======== WORKING DATA ========

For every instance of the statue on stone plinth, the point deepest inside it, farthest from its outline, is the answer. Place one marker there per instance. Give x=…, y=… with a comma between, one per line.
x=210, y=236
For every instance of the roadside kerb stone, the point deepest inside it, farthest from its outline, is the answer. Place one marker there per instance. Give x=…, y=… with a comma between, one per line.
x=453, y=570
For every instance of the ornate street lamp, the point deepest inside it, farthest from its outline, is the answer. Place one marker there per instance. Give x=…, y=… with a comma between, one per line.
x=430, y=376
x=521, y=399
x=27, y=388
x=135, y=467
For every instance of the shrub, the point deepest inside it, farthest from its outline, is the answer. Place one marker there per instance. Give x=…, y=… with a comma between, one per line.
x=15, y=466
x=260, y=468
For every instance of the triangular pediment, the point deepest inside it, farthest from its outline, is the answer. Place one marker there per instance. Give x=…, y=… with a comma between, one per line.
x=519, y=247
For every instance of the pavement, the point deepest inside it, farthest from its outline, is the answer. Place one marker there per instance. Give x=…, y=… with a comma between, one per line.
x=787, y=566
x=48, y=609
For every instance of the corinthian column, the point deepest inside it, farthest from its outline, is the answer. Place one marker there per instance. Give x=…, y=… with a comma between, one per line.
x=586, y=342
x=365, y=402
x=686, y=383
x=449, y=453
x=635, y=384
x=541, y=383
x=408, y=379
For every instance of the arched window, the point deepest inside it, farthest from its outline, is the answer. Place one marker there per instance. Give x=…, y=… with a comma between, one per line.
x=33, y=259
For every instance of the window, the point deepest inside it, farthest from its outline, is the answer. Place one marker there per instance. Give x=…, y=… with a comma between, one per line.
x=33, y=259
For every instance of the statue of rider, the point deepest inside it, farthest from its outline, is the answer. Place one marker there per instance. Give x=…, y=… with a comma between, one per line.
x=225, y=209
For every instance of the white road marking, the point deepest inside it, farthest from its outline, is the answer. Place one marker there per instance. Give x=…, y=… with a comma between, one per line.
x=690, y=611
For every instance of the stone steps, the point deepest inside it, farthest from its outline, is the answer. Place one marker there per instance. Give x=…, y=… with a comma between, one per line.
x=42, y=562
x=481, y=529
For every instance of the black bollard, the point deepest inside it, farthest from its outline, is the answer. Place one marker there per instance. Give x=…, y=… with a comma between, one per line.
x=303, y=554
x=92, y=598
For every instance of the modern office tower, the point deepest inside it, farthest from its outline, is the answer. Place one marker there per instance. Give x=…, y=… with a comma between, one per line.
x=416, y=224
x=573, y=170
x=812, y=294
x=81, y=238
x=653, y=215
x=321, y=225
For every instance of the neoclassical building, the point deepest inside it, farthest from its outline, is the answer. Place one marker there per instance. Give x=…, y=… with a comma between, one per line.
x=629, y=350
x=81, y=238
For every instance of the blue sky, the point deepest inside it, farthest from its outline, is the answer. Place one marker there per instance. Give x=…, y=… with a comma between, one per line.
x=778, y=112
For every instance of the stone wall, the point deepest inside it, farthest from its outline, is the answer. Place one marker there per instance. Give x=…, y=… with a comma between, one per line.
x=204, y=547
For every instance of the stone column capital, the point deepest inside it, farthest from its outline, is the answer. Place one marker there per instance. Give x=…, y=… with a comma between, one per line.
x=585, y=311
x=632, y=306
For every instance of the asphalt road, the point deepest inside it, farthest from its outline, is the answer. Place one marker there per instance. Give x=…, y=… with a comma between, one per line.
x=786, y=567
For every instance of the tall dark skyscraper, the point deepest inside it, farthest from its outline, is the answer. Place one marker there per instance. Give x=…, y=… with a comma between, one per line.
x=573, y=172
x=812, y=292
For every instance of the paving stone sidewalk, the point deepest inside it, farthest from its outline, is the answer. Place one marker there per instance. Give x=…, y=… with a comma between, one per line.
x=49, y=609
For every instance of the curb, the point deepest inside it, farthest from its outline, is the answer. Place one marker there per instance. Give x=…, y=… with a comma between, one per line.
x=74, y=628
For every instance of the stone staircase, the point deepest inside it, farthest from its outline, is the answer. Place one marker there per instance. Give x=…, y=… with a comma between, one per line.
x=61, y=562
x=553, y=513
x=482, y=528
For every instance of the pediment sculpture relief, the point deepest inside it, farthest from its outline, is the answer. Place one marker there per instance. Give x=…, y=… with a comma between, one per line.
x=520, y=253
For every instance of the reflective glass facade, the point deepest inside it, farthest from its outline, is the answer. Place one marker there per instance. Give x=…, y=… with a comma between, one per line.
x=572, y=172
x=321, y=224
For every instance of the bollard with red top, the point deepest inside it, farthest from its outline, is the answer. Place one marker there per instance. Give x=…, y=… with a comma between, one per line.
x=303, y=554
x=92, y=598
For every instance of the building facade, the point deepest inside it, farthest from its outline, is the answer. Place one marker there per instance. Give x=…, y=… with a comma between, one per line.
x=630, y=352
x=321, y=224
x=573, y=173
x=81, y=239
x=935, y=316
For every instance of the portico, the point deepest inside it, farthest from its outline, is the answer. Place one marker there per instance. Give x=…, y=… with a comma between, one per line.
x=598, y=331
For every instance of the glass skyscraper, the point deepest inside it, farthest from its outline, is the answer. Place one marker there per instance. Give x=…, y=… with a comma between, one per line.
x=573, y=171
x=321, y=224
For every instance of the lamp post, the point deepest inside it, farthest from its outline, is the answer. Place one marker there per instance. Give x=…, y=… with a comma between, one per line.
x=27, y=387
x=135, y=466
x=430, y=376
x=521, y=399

========

[ASSIGNMENT] Return what is listed above, exactly and completely.

[RESPONSE BOX]
For every instance of the statue on stone plinth, the point deepest inside it, farthest from its outline, is the answer. Place one marker there per instance. Give x=…, y=… with a comma between, one per line.
x=210, y=236
For every instance of the roadside kerb stone, the point deepest inside it, farthest from its outline, is the answer. Place one marker there per instance. Give x=…, y=… with a comma between, one per line.
x=453, y=570
For every instance of the ornate street lamp, the point deepest inside it, farthest from its outline, is the answer. Place one marker there per instance. Give x=…, y=… with a comma between, one per line.
x=430, y=376
x=521, y=399
x=27, y=388
x=135, y=467
For every instance of the shrub, the point deepest inside it, farthest from its outline, is the answer. Place one marker there per instance. Give x=…, y=… with a comma between, one per line.
x=15, y=466
x=260, y=468
For every instance of the triangular pediment, the point deepest inside it, farthest from its outline, is the answer. Place one marker there per instance. Give x=…, y=… with a comma between, one per line.
x=519, y=247
For every instance of the pavement, the point deepest inside it, farthest from its outline, is the answer. Place one marker there per instance. Give x=…, y=… with a comma between, one per line.
x=787, y=566
x=48, y=609
For every instance of the corinthian column, the point deepest inside it, farthest from its outline, is the answer. Place one marker there per instance. Give x=…, y=… with a comma between, one per line.
x=586, y=342
x=365, y=402
x=686, y=383
x=449, y=453
x=635, y=384
x=541, y=383
x=408, y=379
For every instance of the arched window, the point deepest inside it, farthest from its outline, is the answer. Place one marker there per instance. Give x=…, y=… with a comma between, one per line.
x=33, y=259
For every instance of the window, the point deepest inside it, farthest from its outline, is the answer. Place one marker there per instance. Give x=…, y=… with a comma between, one per line.
x=33, y=259
For every instance of the statue of rider, the point deepest inside it, farthest from its outline, is the answer. Place one marker there per instance. Give x=…, y=… with a comma between, one per line.
x=225, y=209
For every instance of the white road marking, the point deepest inside it, farthest from its outline, is the answer. Place one marker there per instance. Give x=…, y=… with a comma between, one per line.
x=690, y=611
For every instance of the stone steps, the point deepest inside it, farthest from its outline, is the answer. Place one marker there per instance. Give x=…, y=… with a comma between, one per line.
x=42, y=562
x=481, y=529
For every instance of the black bollard, the point deepest inside it, farthest from its outline, is the answer. Place one marker there per instance. Give x=…, y=… with a comma between, one per line.
x=303, y=554
x=92, y=598
For every instance of the modern office tower, the point deepest inside it, farthest from its outline, is the answer. Place one marker there per instance. Give x=…, y=… with a comma between, one per line.
x=416, y=224
x=573, y=170
x=812, y=294
x=81, y=238
x=653, y=215
x=321, y=225
For every instance of the neoclassical building, the point deepest inside it, farthest from its outline, is the answer. Place one marker there per instance. Give x=…, y=… with a comma between, one per line.
x=629, y=350
x=81, y=238
For every instance of the blue sky, the point deepest inside it, farthest from its outline, is the answer. Place one marker there per instance. Give x=…, y=… with a comma between, one per line.
x=778, y=112
For every instance of the stone wall, the point deepest inside it, farthest from its outline, is the answer. Place one marker there per instance. Give x=…, y=… with a comma between, one per line.
x=204, y=547
For every instance of the stone column capital, the point deepest inside it, farthest from its outline, is the answer. Place one marker there per instance. Give x=…, y=… with a comma between, one per line.
x=585, y=311
x=632, y=306
For every instance of the asphalt road, the point deepest inside it, farthest from its outline, is the answer. Place one marker there per instance. Give x=…, y=… with a comma between, one per line.
x=786, y=567
For every instance of the tall dark skyscraper, the point deepest inside it, farthest from its outline, is the answer. Place one marker there per instance. Give x=…, y=… with a comma between, one per line.
x=573, y=172
x=812, y=292
For every instance of the paving stone sidewalk, the point deepest inside it, farthest from its outline, is the answer. Place one marker there per instance. Give x=…, y=… with a comma between, one per line.
x=49, y=609
For every instance of the curb, the point deepest inside it, farthest from its outline, is the answer. Place one marker there per instance. Give x=…, y=… with a comma between, one per line.
x=74, y=628
For every instance of the stone staircase, the point deepest inside it, farthest from its outline, is the answer. Place one marker there per instance. Give x=…, y=… with a comma between, one per line.
x=61, y=562
x=553, y=513
x=482, y=528
For every instance of the pediment sculpture relief, the point deepest inside it, farthest from its outline, is the answer. Place one marker there per instance. Give x=…, y=… with a comma between, one per line.
x=520, y=253
For every instance of the reflective glass facade, the point deepest inside it, farthest from its outline, is the answer. Place one marker there per instance. Give x=…, y=… with a comma between, one per line.
x=572, y=172
x=321, y=224
For every instance of the bollard with red top, the point deepest inside it, farthest from its outline, is the answer. Place one marker there per instance. Give x=…, y=… with a comma between, one per line.
x=303, y=554
x=92, y=598
For every instance of the building facade, the point deepest inside it, farthest from its outline, is the answer. Place one marker there per instance. Give x=…, y=… with a comma between, one per line.
x=630, y=352
x=321, y=224
x=573, y=173
x=81, y=239
x=935, y=316
For every instance of the portico, the point deepest inside it, farthest from its outline, is the answer. Place one marker there per instance. Give x=…, y=… with a comma between, one per line.
x=598, y=331
For every instance of the glass skyscraper, the point deepest inside it, farthest from its outline, is the answer. Place one marker there per instance. Give x=…, y=… with a comma between, one per line.
x=573, y=171
x=321, y=224
For every instance of the lamp post, the point deepest inside it, farthest from its outline, is the answer. Place one marker there per instance. Give x=…, y=… with a comma between, one per line.
x=27, y=387
x=135, y=466
x=430, y=376
x=521, y=399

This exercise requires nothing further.